**Given problem**:
Rewrite the records below with every occurrence of "in this photo" changed to "in this image" and all other text unchanged. Omit the pictures from your output.

**Material for the task**:
——————————

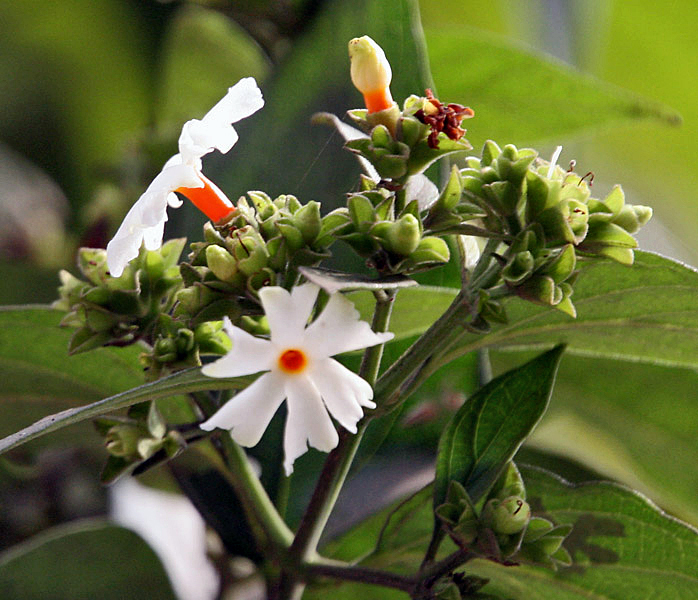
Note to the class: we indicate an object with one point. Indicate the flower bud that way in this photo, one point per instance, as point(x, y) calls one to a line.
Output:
point(403, 236)
point(371, 73)
point(220, 262)
point(509, 516)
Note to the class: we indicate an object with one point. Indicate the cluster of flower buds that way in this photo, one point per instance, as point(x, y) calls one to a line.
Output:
point(118, 311)
point(263, 244)
point(546, 219)
point(136, 438)
point(394, 240)
point(399, 143)
point(504, 529)
point(178, 347)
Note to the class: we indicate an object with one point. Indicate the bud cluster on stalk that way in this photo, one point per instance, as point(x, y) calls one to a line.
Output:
point(546, 219)
point(140, 436)
point(503, 529)
point(117, 311)
point(393, 239)
point(263, 244)
point(400, 145)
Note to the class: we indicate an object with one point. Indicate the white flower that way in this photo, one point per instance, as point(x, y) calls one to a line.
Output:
point(145, 222)
point(297, 358)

——————————

**Correct answer**:
Note to the class: we indicate an object with one point. Indicate the flower bud that way in this image, one point per instance, as point(x, y) calls one to a line.
Output:
point(403, 236)
point(371, 73)
point(220, 262)
point(509, 516)
Note to the class: we indicate an object with one point. Indicate the cluster of flower buds that way in this image, one point per instance, as point(x, y) calls one to a line.
Output:
point(118, 311)
point(263, 244)
point(546, 219)
point(136, 438)
point(394, 240)
point(399, 143)
point(504, 529)
point(178, 347)
Note to the class: we indicate an object with one point. Indicate the bud cluster on stalk that way in this image, one point per instance, as point(x, y) calls one to a line.
Output:
point(546, 219)
point(140, 436)
point(503, 529)
point(117, 311)
point(393, 239)
point(263, 244)
point(400, 145)
Note to the class: we indicate an object with one point. Indicate the white flower that way in this image, one point per instance, as point(x, y) calls one to a line.
Output:
point(145, 222)
point(297, 358)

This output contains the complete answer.